Challenge:
Please gather every line of the records below that contains the word "cloud", and copy each one in full. Case counts, so match only that exact capitalization.

Record list:
--------

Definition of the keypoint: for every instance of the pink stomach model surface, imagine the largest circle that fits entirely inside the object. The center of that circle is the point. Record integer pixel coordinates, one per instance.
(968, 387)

--------

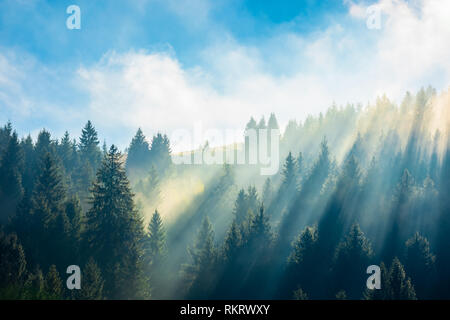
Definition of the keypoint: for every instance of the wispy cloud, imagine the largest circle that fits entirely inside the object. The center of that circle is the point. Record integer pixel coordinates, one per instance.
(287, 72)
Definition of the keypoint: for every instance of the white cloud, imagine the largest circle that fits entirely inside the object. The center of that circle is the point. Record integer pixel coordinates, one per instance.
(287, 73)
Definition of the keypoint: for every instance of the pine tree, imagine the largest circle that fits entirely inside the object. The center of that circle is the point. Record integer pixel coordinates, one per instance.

--------

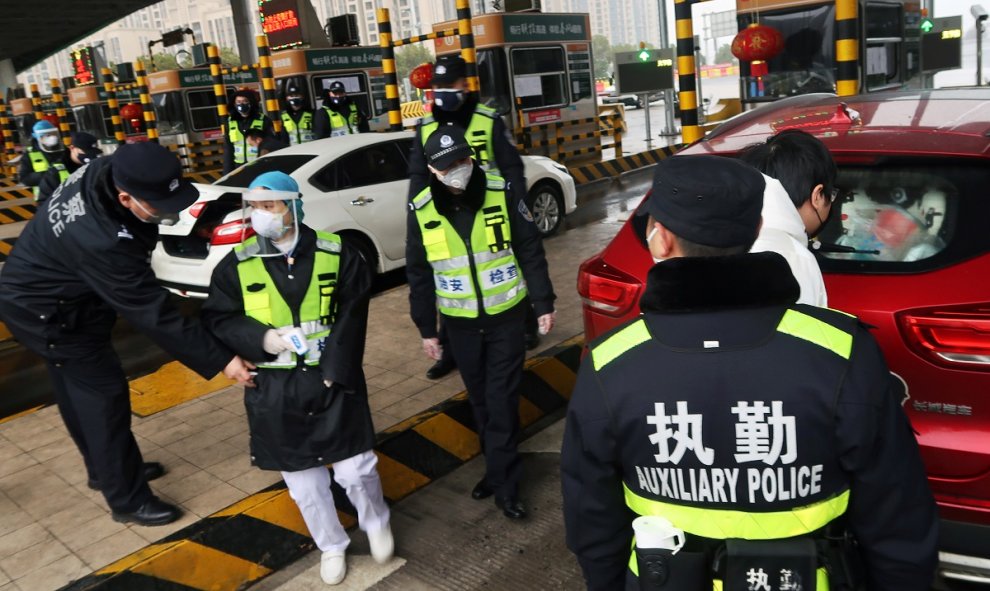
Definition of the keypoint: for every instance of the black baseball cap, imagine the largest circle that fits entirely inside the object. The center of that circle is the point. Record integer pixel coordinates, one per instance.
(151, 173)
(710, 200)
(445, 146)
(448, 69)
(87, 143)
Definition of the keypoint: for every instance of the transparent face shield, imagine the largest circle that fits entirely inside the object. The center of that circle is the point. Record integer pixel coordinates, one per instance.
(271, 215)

--------

Task output:
Definition of the keypoint: for every instance of the wispy cloud, imagine the largest circle that fits entirely inside the object. The center of that circle is the point. Record integer pixel coordinates, one per instance.
Definition of the keypoint: for every instance of the white cloud, imagine the largest circle that fits entirely inside the object. The center of that circle is the point. Record integer pixel coordinates, one per instance.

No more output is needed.